- Exercise passage
╔══
There’s a saying that “everyone is entitled to their day in court.” Fair enough. But, to have your day in court, you have to have standing. While the requirements for standing vary from jurisdiction to jurisdiction, all courts require a plaintiff to have suffered an injury in fact. Afterall, the entire idea of standing is to ensure courts handle real disputes—not speculative ones based on things that could, might, or possibly, if the stars align, go wrong. If plaintiffs without injuries can sue, then courts become astrologers, predicting future diseases like they are reading tea leaves. Standing exists because courts deal with facts, not probabilities that sound like they were calculated on a napkin.
In toxic-exposure cases, however, there is a category of plaintiffs who want to treat the courthouse like a medical clinic with a very generous insurance plan. These are individuals who seek medical monitoring because they were exposed to a chemical but experienced no actual physical injury. Not a rash, not a cough, not even an impressively dramatic fainting episode. Fortunately, in line with the growing trend, Colorado recently became the fifth state in a row where an appellate court expressly rejected no-injury medical monitoring claims.
Smith v. Terumo BCT, Inc., — P.3d –, 2025 WL 3029699 (Co. Ct. App. Oct. 30, 2025), is not a drug or device case, but it is adjacent. Defendants sterilize medical equipment using ethylene oxide (EtO), a known carcinogen. Plaintiff filed a purported class action on behalf of individuals who resided near defendants’ facilities alleging they had been injured by exposure to EtO emissions. The purported class explicitly excluded anyone who had been diagnosed with cancer due to EtO exposure, creating a class of individuals who were only alleging an increased risk of cancer or other illness in the future and seeking to be awarded the costs of diagnostic testing for early detection. Id. at *1.
The trial court dismissed the case for lack of standing. After which time, the procedural history gets a little complicated. But in short, plaintiff did not appeal the original order but instead filed a motion for leave to file an amended complaint. That motion went unruled on for three years. In which time we should note that, fortunately, plaintiff remained injury free. Finally, the court denied the request for several reasons, including that amendment would be futile because plaintiff did not cure the legal deficiencies that caused the court to dismiss the complaint in the first place—still no injury in fact, still no standing. Id. at *2.
The appellate court’s reasoning and conclusion were simply stated:
One of the basic principles of law is that a party may not recover damages if he has not suffered an injury. Consistent with this principle, a person cannot pursue a tort claim for future death, future physical injury, or future property damage. [An] allegation that EtO exposure increases [the] risk of cancer or other disease amounts to nothing more than a hypothetical claim of future physical injury. . . .
╚══
- Exercise A
In the article on no-injury medical monitoring claims, what chemical do the defendants in Smith v. Terumo BCT use to sterilize medical equipment?
- Exercise B
Continue the article on no-injury medical monitoring claims from its last sentence.

Point localization data:
╔══
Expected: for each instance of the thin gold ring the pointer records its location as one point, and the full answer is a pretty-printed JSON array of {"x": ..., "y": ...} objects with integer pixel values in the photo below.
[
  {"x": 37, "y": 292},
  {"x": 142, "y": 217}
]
╚══
- Written reply A
Ethylene oxide (EtO).

- Written reply B
In recent years . . . courts throughout the country have repeatedly held that a toxic tort claim cannot proceed in the absence of a present physical injury. Because these cases are consistent with Colorado‘s longstanding rejection of tort claims based on the potential of future physical harm, the district court did not err by following them.
Id. at *6-7 (citations to other state appellate decisions rejecting medical monitoring claims) (emphasis original).
In other words: you can’t recover for harm you haven’t suffered. It’s the legal version of “no dessert until after dinner.” Plaintiffs asking for medical monitoring without an injury are basically saying, “I haven’t gotten sick, but I’d like to get paid just in case I might someday.” Future illness is speculative by definition and damages based on pure speculation don’t belong in the legal system.
The court addressed two additional arguments. First, plaintiff tried to get the court to adopt the Restatement (Second) of Torts definition of bodily harm which makes mention of a change to the structure of any part of the body even if that change causes no other harm. Restatement 2d, §15. So, plaintiff claimed that the EtO had been “absorbed” and “distributed” in his body constituting a “change in the structure of his body.” Id. at *7. No Colorado court has ever adopted that definition of bodily harm, and the Smith court decided it need not tackle the question because plaintiff’s claims were conclusory. “[A]bsorption and metabolization do not necessarily lead to changes in the body’s structure or function.” Id. Because plaintiff had no specific allegations that he or any other named plaintiff was experiencing a “currently existing adverse event”, the court rejected the claims as conclusory.
Second, plaintiff argued that medical monitoring was an economic injury. But that argument “blurred the line between establishing injury and damages.” Id. A plaintiff has to demonstrate both a present physical injury and economic losses that result from that injury. You can’t just jump to damages and bypass injury.
At the end of the day, allowing no-injury medical monitoring claims would convert speculative fear into a legally compensable condition—and that’s a recipe for chaos. Let’s leave hypothetical harms where they belong–late-night WebMD spirals—not the courtroom.